• **EXCERPT PROVIDED**:
>>>

2. A fuse switch having a housing for receiving contacts and a fuse holder, which has a receptacle for receiving a fuse element and which is mounted in the housing, wherein said fuse holder is arranged to be pivotable around a pivot point for movement between at least one first and one second operating position,
wherein further
said housing receives an encoding element, which is provided at least partially in a pivot region of said fuse holder,
said encoding element bearing a flexible blocking element extending in the direction of said fuse holder and being provided for sensing the fuse element in terms of its outer diameter, wherein said fuse holder comprises a guide web which can be brought into engagement with said blocking element,
wherein said blocking element comprises blocking arms and said guide web is provided with guide faces,
wherein further said blocking arms are arranged to the side of said guide faces of the guide web such that the blocking arms can be moved laterally or spread apart by the guide faces so as to provide a clear cross-sectional area between said blocking arms greater than the cross-sectional area of the fuse element.

<<<

• **GIVEN MATERIAL**:
>>>

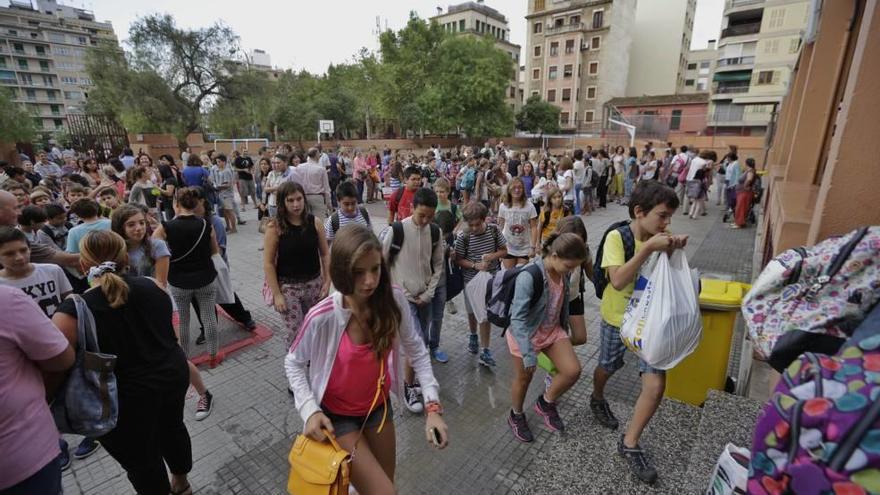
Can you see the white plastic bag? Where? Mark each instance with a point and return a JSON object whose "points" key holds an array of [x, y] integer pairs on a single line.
{"points": [[475, 291], [662, 323], [731, 473]]}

<<<

• **INSTRUCTIONS TO FOLLOW**: Extract the fuse switch claim above in full, word for word, with no changes.

• **SOLVED PROBLEM**:
2. A fuse switch having a housing for receiving contacts and a fuse holder, which has a receptacle for receiving a fuse element and which is mounted in the housing, wherein said fuse holder is arranged to be pivotable around a pivot point for movement between at least one first and one second operating position,
wherein further
said housing receives an encoding element, which is provided at least partially in a pivot region of said fuse holder,
said encoding element bearing a flexible blocking element extending in the direction of said fuse holder and being provided for sensing the fuse element in terms of its outer diameter, wherein said fuse holder comprises a guide web which can be brought into engagement with said blocking element,
wherein said blocking element comprises blocking arms and said guide web is provided with guide faces,
wherein further said blocking arms are arranged to the side of said guide faces of the guide web such that the blocking arms can be moved laterally or spread apart by the guide faces so as to provide a clear cross-sectional area between said blocking arms greater than the cross-sectional area of the fuse element.